DATA FOR THIS EXERCISE -
•••••
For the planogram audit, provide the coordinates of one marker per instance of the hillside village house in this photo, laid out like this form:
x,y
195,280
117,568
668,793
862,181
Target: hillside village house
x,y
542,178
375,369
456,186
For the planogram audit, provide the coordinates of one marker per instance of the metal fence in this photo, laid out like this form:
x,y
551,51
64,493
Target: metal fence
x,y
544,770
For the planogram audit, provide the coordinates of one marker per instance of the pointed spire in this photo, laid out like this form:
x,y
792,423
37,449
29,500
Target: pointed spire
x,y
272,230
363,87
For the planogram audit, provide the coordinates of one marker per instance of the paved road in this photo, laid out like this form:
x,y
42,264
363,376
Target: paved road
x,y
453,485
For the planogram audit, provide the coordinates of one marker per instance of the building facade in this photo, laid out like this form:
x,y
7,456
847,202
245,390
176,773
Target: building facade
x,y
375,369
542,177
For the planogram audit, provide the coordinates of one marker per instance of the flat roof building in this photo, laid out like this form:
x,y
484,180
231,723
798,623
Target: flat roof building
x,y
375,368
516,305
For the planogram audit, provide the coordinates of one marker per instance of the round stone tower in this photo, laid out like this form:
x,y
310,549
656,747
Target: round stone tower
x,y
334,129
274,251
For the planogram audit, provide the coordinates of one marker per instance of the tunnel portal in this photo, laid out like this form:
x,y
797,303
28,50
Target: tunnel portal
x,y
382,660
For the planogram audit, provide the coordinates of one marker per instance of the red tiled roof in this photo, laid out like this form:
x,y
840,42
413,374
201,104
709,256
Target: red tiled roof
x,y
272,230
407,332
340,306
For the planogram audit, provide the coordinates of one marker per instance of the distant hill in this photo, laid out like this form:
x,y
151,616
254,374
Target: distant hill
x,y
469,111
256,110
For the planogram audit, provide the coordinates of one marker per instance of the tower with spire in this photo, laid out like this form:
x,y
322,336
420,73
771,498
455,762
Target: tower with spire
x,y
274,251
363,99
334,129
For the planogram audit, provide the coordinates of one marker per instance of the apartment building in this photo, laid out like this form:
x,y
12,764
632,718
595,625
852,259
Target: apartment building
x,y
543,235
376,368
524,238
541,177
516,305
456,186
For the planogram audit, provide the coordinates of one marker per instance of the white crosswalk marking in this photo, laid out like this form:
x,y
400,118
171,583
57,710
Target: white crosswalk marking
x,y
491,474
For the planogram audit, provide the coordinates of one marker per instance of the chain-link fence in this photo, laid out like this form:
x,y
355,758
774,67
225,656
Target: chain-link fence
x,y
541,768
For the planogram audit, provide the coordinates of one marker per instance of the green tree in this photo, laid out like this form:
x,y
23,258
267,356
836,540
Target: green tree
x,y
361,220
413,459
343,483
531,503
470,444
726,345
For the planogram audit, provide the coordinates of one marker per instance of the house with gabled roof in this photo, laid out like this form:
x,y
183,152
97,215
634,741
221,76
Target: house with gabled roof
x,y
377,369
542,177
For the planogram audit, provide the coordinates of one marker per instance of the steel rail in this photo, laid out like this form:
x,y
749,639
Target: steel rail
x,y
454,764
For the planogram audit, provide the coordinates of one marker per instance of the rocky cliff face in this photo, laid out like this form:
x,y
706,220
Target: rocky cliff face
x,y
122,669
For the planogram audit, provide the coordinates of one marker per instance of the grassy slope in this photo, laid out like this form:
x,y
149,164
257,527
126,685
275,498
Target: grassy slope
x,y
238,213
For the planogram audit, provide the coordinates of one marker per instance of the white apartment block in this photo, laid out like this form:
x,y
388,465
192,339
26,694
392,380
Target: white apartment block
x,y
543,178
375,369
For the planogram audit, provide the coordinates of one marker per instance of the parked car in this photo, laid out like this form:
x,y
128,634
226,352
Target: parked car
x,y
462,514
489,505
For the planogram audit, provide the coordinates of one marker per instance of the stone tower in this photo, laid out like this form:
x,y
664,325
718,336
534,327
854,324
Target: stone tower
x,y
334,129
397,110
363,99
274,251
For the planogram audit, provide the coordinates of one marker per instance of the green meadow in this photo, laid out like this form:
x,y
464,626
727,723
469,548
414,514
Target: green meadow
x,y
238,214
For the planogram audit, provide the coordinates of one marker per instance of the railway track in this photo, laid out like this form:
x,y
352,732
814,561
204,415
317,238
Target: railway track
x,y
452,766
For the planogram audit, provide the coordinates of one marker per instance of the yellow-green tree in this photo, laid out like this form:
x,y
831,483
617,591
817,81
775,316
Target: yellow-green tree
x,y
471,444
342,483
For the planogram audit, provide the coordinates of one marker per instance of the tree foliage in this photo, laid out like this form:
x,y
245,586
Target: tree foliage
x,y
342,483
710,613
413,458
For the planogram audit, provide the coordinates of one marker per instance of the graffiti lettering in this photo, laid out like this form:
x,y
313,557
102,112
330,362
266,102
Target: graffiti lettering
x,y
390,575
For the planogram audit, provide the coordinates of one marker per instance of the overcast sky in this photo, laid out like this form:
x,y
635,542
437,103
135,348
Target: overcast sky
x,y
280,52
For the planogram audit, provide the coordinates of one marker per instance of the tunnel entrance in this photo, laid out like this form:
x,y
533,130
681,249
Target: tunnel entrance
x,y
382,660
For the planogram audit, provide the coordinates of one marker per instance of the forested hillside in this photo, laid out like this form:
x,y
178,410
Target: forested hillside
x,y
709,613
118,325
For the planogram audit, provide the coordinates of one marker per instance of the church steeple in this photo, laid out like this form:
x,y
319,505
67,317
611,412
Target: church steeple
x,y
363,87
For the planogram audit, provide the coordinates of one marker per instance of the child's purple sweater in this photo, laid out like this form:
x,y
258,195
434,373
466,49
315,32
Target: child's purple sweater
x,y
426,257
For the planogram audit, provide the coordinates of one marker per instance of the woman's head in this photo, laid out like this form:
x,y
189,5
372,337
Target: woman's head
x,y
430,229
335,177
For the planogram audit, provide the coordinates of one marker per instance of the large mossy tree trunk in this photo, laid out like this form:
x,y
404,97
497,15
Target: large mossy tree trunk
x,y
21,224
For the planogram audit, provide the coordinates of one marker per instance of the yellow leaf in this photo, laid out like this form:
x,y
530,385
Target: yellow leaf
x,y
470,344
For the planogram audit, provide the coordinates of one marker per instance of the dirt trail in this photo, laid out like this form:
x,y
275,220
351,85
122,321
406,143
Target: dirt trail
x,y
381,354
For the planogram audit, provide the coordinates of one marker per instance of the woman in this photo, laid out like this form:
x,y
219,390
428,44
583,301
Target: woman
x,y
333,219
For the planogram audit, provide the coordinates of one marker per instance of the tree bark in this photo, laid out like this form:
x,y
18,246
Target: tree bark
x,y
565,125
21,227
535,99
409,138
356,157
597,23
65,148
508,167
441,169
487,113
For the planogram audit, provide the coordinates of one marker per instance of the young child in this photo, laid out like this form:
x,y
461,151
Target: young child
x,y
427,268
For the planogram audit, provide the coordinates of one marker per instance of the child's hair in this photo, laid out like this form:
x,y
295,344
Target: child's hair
•••••
DIRECTIONS - Reproduce verbatim the span of the entries that starts with the line containing "of the young" and runs through the final line of the entries, including both ends.

EXPECTED ANSWER -
For the planogram audit, provide the coordinates of one marker per instance of the young child in this photo, laid out like this form:
x,y
461,151
Target: young child
x,y
427,268
For the planogram audit, provide the coordinates of one marker per instance of the child's hair in this photo, laid out like this form:
x,y
295,344
Target: child's hair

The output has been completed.